Data excerpts
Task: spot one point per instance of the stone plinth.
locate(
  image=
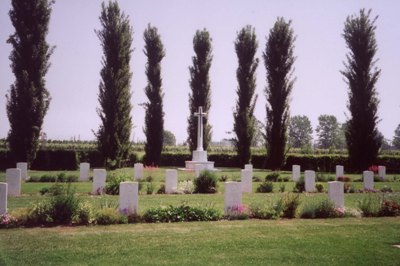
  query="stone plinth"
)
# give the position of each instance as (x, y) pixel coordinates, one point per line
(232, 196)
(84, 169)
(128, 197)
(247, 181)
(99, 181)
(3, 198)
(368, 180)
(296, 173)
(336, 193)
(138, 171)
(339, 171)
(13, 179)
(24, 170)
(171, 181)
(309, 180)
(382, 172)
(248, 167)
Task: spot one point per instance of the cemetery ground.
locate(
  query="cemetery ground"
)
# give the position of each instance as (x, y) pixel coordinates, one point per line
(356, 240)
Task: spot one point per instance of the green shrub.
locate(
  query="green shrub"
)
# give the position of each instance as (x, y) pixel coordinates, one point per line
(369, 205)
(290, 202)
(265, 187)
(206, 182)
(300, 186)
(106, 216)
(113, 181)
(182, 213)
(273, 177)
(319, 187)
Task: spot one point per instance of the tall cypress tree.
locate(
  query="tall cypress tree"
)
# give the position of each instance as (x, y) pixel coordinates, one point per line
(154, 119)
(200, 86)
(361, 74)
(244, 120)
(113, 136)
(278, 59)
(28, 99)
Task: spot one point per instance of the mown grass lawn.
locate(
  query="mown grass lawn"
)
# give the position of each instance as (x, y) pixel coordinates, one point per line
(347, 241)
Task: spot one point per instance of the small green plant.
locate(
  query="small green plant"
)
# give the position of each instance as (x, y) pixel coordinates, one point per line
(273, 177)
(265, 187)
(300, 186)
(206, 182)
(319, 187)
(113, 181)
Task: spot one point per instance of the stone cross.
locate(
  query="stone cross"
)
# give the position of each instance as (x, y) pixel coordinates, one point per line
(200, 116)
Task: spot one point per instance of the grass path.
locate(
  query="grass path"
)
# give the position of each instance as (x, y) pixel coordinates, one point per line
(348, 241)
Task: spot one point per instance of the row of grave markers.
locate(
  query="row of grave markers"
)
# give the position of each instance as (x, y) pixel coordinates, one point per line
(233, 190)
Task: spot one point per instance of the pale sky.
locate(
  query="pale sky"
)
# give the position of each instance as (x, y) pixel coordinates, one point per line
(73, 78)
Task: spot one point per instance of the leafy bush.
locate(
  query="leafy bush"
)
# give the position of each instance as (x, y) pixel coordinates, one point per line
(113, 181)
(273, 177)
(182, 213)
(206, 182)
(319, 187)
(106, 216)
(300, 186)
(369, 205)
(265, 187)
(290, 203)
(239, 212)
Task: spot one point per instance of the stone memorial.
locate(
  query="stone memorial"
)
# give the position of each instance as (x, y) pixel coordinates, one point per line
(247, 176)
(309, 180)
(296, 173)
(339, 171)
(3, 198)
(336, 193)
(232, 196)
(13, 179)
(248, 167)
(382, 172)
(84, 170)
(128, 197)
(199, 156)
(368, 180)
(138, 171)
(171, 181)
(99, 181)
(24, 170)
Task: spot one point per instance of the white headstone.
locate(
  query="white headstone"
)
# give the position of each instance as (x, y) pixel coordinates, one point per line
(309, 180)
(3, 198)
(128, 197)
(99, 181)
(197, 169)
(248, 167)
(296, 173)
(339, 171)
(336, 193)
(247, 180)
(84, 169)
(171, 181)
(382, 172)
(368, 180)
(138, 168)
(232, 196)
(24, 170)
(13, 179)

Try it
Repeat the records above verbatim, dropping the pictures.

Solution to this task
Task: spot one point per instance of the stone plinth.
locate(
  image=
  query="stone plinth"
)
# give the position of each instance as (x, y) pixel coordinates, one point per line
(232, 196)
(84, 169)
(128, 197)
(247, 181)
(99, 181)
(3, 198)
(368, 180)
(296, 173)
(336, 193)
(138, 171)
(339, 171)
(13, 179)
(24, 170)
(171, 181)
(309, 180)
(382, 172)
(248, 167)
Task: spot one point per instance of the cemetery ground.
locate(
  query="cemetery ground"
)
# give the position of each instance as (x, y) pixel coordinates, one point per line
(356, 240)
Task: spot one point per instance of the green shrub.
locate(
  query="green shrub"
)
# give the position of each instance as (x, y) pixel coordinates, one point per line
(369, 205)
(290, 202)
(265, 187)
(206, 182)
(300, 186)
(106, 216)
(113, 181)
(182, 213)
(273, 177)
(319, 187)
Task: spot one point per instance of the tall cypress tree.
locate(
  query="tall cypress tree"
)
# give the position of each instance as (x, y) pixel coordinates, one point per line
(154, 119)
(200, 86)
(361, 74)
(244, 120)
(113, 136)
(278, 59)
(28, 99)
Task: spot one point per instance of the mown grass lawn.
locate(
  query="mown grass lawn"
)
# give the position of each instance as (x, y) pixel coordinates, one point per line
(347, 241)
Task: spot one point per instance of the small green plant.
locate(
  query="small green plant"
)
# give the position of each instance as (x, y) pixel coordinates, one point per line
(273, 177)
(265, 187)
(300, 186)
(206, 182)
(319, 187)
(113, 181)
Task: spot one point per instance of the stone cross.
locate(
  query="stone cross"
)
# give the position of each instance as (x, y) pixel coordinates, one point per line
(200, 116)
Task: spot one point per instance of the grass path.
locate(
  query="grass path"
)
# give the position of each instance as (x, y) pixel coordinates, one point per line
(348, 241)
Task: spot one point per instance of the row of grave markers.
locate(
  query="row of grave markers"
)
# give the position of each instance as (x, y) pixel coordinates, one point per line
(233, 190)
Task: spot one point per instance of the pale sky.
locate(
  query="pale sky"
)
# give the position of each instance as (x, y) pixel coordinates, one point per line
(73, 78)
Task: spot one point per instance of the leafy bush.
locate(
  query="leafy bush"
)
# give the position of each instance as (x, y) pixel coordinates, one point per line
(113, 181)
(273, 177)
(182, 213)
(206, 182)
(319, 187)
(106, 216)
(300, 186)
(369, 205)
(265, 187)
(290, 203)
(239, 212)
Task: spot one point per instance of the stone memorial.
locate(
  query="stone memorial"
)
# give the position of each instance as (x, y) pixel coordinates, one point per line
(247, 176)
(309, 180)
(296, 173)
(339, 171)
(3, 198)
(336, 193)
(232, 196)
(13, 179)
(248, 167)
(382, 172)
(84, 170)
(128, 197)
(199, 156)
(368, 180)
(138, 171)
(171, 181)
(99, 181)
(24, 170)
Task: spot one point per instance of the white headstone.
locate(
  query="white headstone"
)
# give the position of each instance as (x, y) pixel coordinates, one point per line
(309, 180)
(3, 198)
(128, 197)
(99, 181)
(197, 169)
(248, 167)
(296, 173)
(339, 171)
(336, 193)
(247, 180)
(84, 169)
(171, 181)
(382, 172)
(368, 180)
(138, 168)
(232, 196)
(24, 170)
(13, 179)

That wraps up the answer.